[Raw records]
··········
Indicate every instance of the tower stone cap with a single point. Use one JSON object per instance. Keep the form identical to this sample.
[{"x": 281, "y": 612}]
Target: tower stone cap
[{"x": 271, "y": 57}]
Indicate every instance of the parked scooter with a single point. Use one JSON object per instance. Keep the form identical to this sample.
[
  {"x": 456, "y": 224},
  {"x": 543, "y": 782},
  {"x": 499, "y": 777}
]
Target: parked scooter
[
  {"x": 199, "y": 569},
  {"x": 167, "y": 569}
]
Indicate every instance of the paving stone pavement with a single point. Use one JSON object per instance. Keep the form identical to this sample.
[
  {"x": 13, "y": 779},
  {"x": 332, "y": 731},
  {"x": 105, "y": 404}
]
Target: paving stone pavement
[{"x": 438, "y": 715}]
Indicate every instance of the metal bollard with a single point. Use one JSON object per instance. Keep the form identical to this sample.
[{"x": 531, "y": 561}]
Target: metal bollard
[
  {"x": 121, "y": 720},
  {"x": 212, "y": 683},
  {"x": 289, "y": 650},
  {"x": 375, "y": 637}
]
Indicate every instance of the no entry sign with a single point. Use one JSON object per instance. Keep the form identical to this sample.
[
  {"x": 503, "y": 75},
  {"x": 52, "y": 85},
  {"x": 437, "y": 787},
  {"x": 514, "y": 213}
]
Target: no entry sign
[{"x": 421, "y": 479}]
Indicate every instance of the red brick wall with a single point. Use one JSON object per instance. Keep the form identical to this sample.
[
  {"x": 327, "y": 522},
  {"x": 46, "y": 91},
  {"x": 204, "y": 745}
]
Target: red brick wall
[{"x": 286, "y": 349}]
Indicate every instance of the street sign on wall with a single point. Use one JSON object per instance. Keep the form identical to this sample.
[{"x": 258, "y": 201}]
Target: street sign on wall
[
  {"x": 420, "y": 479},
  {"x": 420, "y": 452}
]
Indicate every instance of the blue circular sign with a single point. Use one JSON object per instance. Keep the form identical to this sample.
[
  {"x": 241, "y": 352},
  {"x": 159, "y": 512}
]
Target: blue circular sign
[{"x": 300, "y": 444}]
··········
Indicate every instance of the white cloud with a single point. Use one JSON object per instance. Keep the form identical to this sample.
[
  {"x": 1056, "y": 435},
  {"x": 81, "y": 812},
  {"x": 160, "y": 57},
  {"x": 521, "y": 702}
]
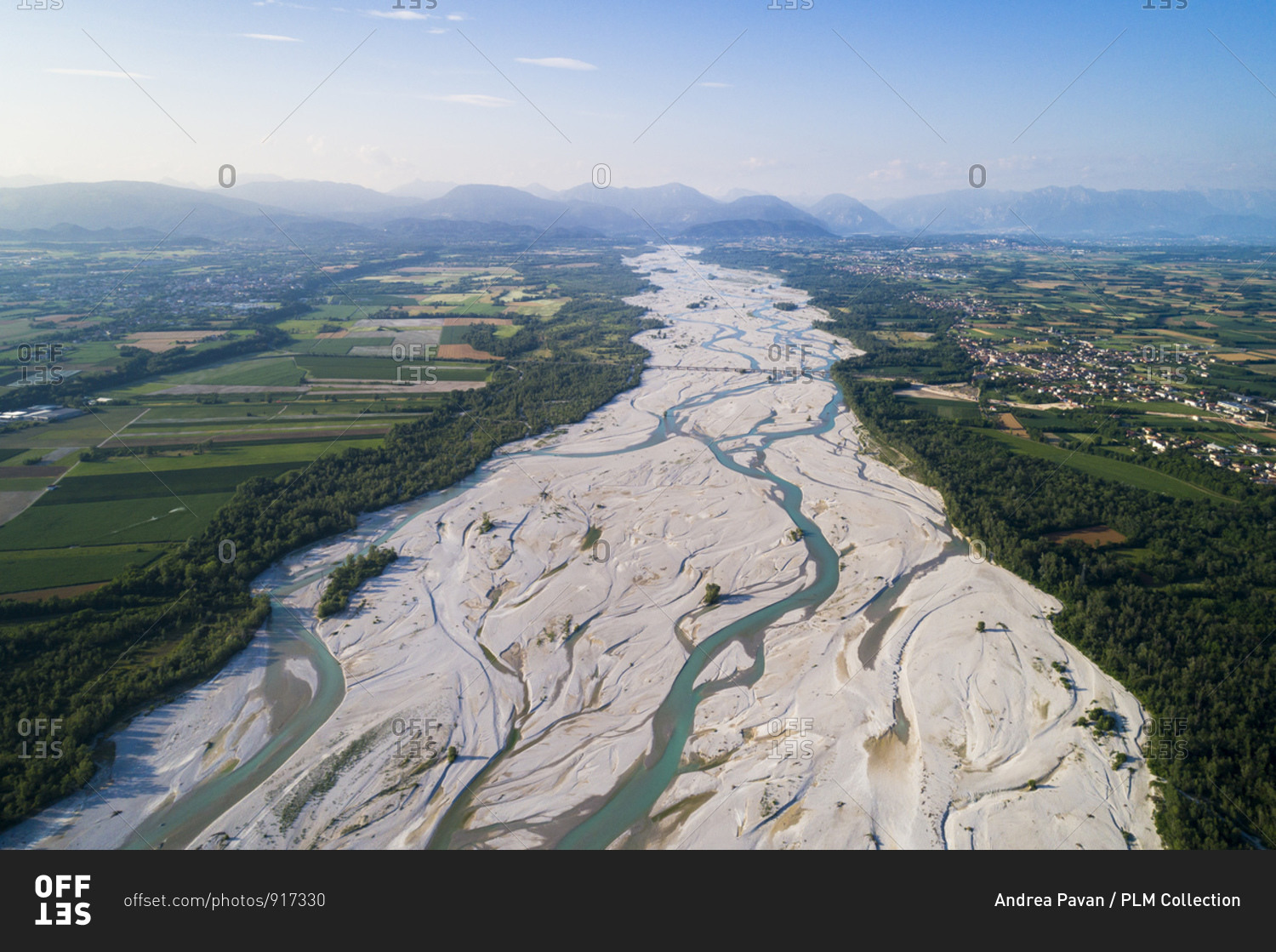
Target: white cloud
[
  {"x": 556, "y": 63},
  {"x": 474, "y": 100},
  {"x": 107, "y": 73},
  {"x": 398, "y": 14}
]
··········
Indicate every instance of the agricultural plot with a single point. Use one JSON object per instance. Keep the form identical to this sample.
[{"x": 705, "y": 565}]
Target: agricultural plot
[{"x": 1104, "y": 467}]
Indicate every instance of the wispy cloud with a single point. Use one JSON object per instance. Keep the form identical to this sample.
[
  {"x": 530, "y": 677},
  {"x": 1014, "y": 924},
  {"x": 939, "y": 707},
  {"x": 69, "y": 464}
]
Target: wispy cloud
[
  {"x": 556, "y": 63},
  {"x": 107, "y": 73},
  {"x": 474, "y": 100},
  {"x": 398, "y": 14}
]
··········
### Exercise details
How many lines in the records above contain the word "entry"? Give only the number.

### Task answer
2